┏━━
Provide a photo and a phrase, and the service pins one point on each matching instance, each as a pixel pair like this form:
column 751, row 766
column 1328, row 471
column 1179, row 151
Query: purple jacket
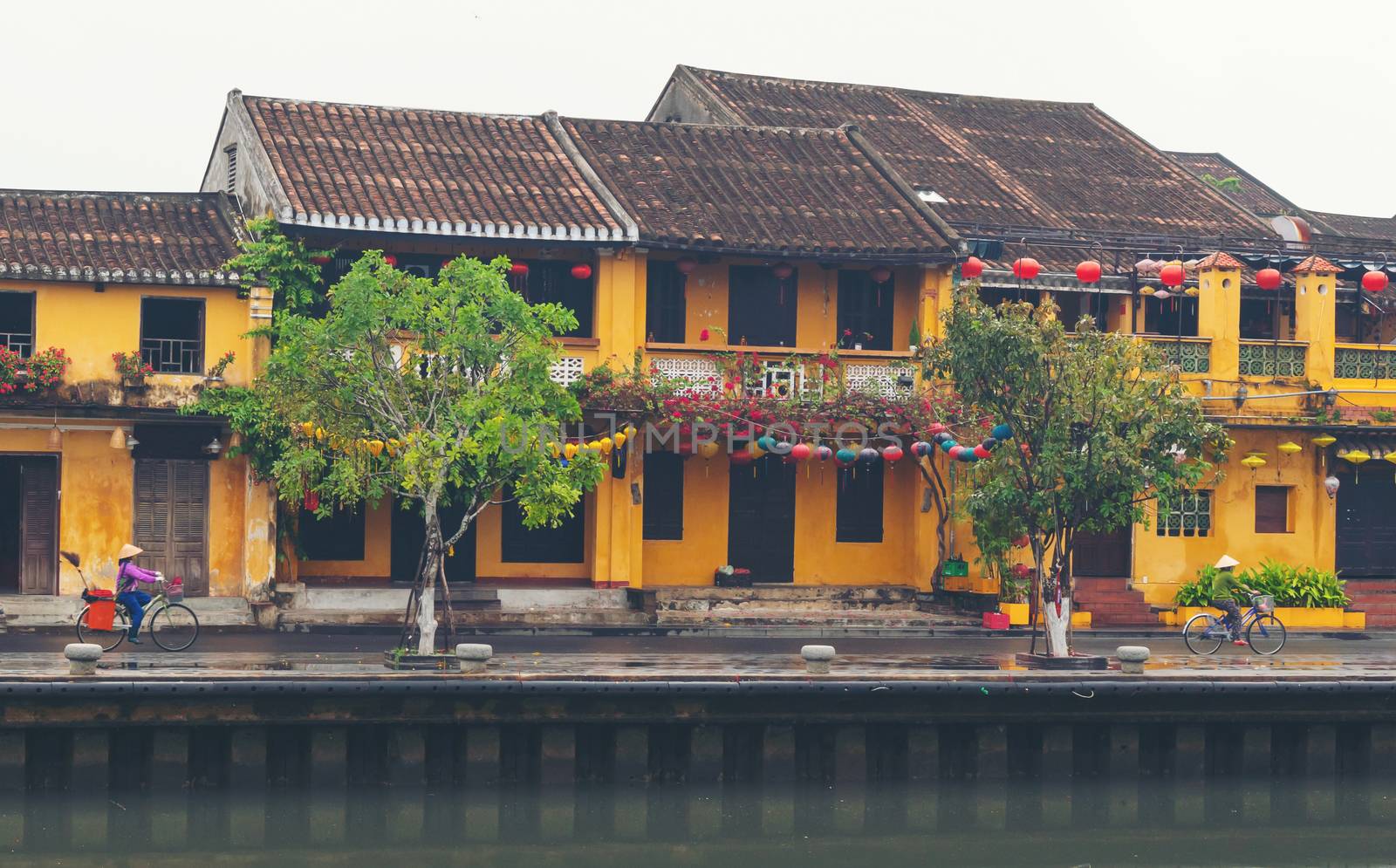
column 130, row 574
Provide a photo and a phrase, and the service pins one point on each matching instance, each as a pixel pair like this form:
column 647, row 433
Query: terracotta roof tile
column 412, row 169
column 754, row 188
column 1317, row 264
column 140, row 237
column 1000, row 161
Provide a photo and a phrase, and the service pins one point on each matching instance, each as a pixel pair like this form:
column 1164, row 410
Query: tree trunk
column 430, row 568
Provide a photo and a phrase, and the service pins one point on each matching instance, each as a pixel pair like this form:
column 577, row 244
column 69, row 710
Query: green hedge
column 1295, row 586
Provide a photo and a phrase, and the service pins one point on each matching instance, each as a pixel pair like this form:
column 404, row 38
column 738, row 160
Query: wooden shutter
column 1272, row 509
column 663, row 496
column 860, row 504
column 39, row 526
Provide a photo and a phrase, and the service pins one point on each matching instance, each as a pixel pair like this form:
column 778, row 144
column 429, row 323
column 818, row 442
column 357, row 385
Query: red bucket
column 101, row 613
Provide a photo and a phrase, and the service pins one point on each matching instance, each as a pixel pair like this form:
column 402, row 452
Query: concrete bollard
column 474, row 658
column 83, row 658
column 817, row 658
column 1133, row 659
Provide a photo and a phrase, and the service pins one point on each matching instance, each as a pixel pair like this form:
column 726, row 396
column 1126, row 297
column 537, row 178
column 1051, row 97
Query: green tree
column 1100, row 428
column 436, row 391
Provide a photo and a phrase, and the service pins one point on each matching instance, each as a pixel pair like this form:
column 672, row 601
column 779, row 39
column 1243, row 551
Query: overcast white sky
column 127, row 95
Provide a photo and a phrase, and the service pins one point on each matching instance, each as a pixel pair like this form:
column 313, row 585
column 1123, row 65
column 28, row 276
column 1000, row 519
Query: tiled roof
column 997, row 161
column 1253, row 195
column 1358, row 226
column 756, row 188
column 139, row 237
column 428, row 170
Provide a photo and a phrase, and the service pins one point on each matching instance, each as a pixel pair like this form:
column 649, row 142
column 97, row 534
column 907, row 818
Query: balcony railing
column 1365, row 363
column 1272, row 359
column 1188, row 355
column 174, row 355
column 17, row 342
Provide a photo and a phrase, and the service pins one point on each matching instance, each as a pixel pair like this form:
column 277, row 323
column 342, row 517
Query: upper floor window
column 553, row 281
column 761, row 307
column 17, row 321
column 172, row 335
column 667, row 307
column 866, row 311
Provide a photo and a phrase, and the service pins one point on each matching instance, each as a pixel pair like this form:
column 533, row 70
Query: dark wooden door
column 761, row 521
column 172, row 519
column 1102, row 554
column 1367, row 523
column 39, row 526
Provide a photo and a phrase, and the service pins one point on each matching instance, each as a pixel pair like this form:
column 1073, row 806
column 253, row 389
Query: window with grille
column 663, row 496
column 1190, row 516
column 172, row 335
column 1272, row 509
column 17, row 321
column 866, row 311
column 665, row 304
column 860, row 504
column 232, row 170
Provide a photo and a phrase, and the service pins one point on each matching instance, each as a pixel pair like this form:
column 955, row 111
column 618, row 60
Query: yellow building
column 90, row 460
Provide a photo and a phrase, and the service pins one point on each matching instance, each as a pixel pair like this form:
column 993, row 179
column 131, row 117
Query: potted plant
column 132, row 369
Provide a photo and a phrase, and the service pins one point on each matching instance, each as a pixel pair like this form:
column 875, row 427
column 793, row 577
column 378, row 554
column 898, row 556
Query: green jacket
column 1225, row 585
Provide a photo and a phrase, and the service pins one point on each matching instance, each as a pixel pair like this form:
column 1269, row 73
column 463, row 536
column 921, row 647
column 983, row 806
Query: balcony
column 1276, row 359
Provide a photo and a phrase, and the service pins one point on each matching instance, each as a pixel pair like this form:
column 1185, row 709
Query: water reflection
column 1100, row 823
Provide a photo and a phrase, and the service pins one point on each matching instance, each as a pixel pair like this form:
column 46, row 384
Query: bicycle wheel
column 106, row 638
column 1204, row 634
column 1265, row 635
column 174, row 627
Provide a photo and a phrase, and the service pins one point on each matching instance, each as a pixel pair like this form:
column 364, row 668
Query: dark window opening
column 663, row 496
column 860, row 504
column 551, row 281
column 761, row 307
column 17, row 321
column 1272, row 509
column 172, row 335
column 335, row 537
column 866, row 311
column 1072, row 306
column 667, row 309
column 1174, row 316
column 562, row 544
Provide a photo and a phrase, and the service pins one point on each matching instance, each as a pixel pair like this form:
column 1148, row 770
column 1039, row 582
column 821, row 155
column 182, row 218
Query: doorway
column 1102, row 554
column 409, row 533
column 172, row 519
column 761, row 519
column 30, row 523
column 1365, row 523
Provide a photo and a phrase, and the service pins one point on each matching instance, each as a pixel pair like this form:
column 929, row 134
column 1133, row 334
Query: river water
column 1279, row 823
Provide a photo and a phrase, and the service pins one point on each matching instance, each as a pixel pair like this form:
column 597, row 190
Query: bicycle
┗━━
> _Problem to work on_
Without including any pictures, reproduce the listing exactly.

> _Reply to the task_
Provide a photo and a phrase, and the service pins one point on each matching instance, each as a pixel pair like this form:
column 751, row 766
column 1328, row 471
column 1179, row 151
Query: purple jacket
column 130, row 574
Provide a photo and a phrase, and the service pins one point on each matching instance, each as a pixel pair like this form:
column 647, row 433
Query: terracotta roof tile
column 412, row 169
column 754, row 188
column 1317, row 264
column 140, row 237
column 1000, row 161
Provide a photo and a phrase, and the service pins one point on each matching instance, each as a pixel pair like this form:
column 1164, row 410
Query: tree trunk
column 430, row 568
Provide a photo and a phrase, and the service pins one point on each matching instance, each as a pixel pair like this form:
column 577, row 244
column 69, row 710
Query: green hedge
column 1295, row 586
Provide a photo and a phrase, and the service pins one point on each matching instance, each as a pixel pair like this form:
column 404, row 38
column 738, row 160
Query: wooden shutter
column 1272, row 509
column 663, row 496
column 860, row 504
column 39, row 526
Provide a photo and a phrase, and the service pins one point on each matching instance, each as a pixel pair like this form:
column 778, row 144
column 429, row 323
column 818, row 442
column 357, row 385
Query: red bucket
column 101, row 613
Provide a photo and a phrase, and the service pins one point on each matching instance, each as a pixel pair like this form:
column 402, row 452
Query: concrete bollard
column 474, row 658
column 83, row 658
column 817, row 658
column 1133, row 659
Provide a photo and a phrase, and the service pins one point on each matching instance, each as a pixel pair like this form:
column 726, row 396
column 1126, row 297
column 537, row 178
column 1051, row 97
Query: green tree
column 1100, row 428
column 436, row 391
Provide a photo and a phrase, and the service pins one point on each matching instance, each as a pixel pair like this form:
column 672, row 601
column 779, row 39
column 1243, row 551
Query: overcast white sky
column 127, row 95
Provide a photo and a phrase, and the service pins one point on each matching instance, each as a pixel pair like this form:
column 313, row 585
column 1123, row 65
column 28, row 276
column 1000, row 519
Query: tiled roof
column 997, row 161
column 1253, row 195
column 1358, row 226
column 756, row 188
column 139, row 237
column 428, row 170
Provide a photo and a phrase, and the service pins one point on each matching instance, each as a pixel pair like this form:
column 649, row 142
column 97, row 534
column 907, row 818
Query: balcony railing
column 1365, row 363
column 1272, row 359
column 1188, row 355
column 174, row 355
column 17, row 342
Provide a photo and a phrase, and the service pins one point on each matching instance, each as a pixel pair like this form:
column 277, row 323
column 342, row 517
Query: upper floor window
column 553, row 281
column 761, row 307
column 17, row 321
column 172, row 335
column 667, row 307
column 866, row 311
Provide a photo and a phrase, and the service pins one point on each matching instance, each as a pixel pair like this form:
column 533, row 70
Query: dark wooden door
column 761, row 521
column 172, row 519
column 1102, row 554
column 1367, row 523
column 39, row 526
Provide a photo and a phrase, and the service pins one point on each matching instance, each as a pixel pair like this form:
column 1073, row 806
column 253, row 389
Query: window with grille
column 663, row 496
column 1190, row 516
column 172, row 335
column 1272, row 509
column 17, row 321
column 866, row 311
column 665, row 304
column 860, row 504
column 232, row 170
Provide a photo and a phrase, and the service pins one point on each matching instance, each as a pixel pair like this form:
column 955, row 111
column 618, row 60
Query: yellow building
column 90, row 460
Provide a photo and a phrase, and the service pins one point on each matching instance, each as a pixel pair like this form:
column 993, row 179
column 131, row 117
Query: potted plant
column 132, row 369
Provide a photo and a phrase, and the service pins one point on each matching instance, each as a pixel pair like this form:
column 875, row 427
column 793, row 577
column 378, row 554
column 898, row 556
Query: green jacket
column 1225, row 585
Provide a photo and a phrase, and the service pins one point on each matching instance, each as a pixel pair like this form:
column 1269, row 73
column 463, row 536
column 921, row 647
column 983, row 806
Query: balcony
column 1276, row 359
Provide a photo and a phrase, and the service pins one point on each matching instance, each as a pixel pair like this form:
column 1185, row 709
Query: water reflection
column 1100, row 823
Provide a photo and a phrase, and the service pins one point on each matching instance, each as a pixel pair like this form:
column 46, row 384
Query: bicycle wheel
column 106, row 638
column 1204, row 634
column 1265, row 635
column 174, row 627
Provide a photo and a phrase, and the service pins one point on each matching instance, each as a pixel pair like this form:
column 364, row 668
Query: dark window opening
column 663, row 496
column 860, row 504
column 551, row 281
column 761, row 307
column 17, row 321
column 1272, row 509
column 172, row 335
column 335, row 537
column 866, row 311
column 1072, row 306
column 667, row 309
column 1174, row 316
column 562, row 544
Provide a photo and a phrase, and the service pins one point on each matching instance, each as a pixel pair like this form:
column 1148, row 770
column 1039, row 582
column 821, row 155
column 182, row 218
Query: doorway
column 1102, row 554
column 409, row 533
column 172, row 519
column 761, row 519
column 30, row 523
column 1365, row 523
Provide a photo and a phrase, and the service pins one point on each matching instance, each as a pixel pair like this form:
column 929, row 134
column 1133, row 334
Query: river water
column 1279, row 823
Provide a photo and a phrase, and the service pins one point on each matching instance, each as a pixel pair like this form:
column 597, row 190
Query: bicycle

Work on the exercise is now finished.